**WHAT IS NEEDED**
Repeat the material below line for line, changing nothing.

**THE INPUT**
<<<<
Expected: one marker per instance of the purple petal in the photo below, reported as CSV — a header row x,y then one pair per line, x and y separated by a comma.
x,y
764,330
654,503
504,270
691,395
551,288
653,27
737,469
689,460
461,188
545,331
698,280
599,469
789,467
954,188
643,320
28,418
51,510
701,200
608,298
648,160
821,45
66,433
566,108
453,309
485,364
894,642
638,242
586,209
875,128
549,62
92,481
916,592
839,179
>>>>
**FINAL ANSWER**
Expected: one marker per instance of the purple petal in the photo below, reported as CSV — a header row x,y then one pair per line, x and y separated by a comma.
x,y
764,330
654,503
504,270
691,395
551,288
653,27
737,469
689,460
461,188
545,331
698,280
599,469
789,467
954,188
643,320
28,418
51,510
701,200
608,298
648,160
821,45
66,433
566,108
453,309
485,364
894,642
638,242
586,209
875,128
549,62
92,481
916,592
839,179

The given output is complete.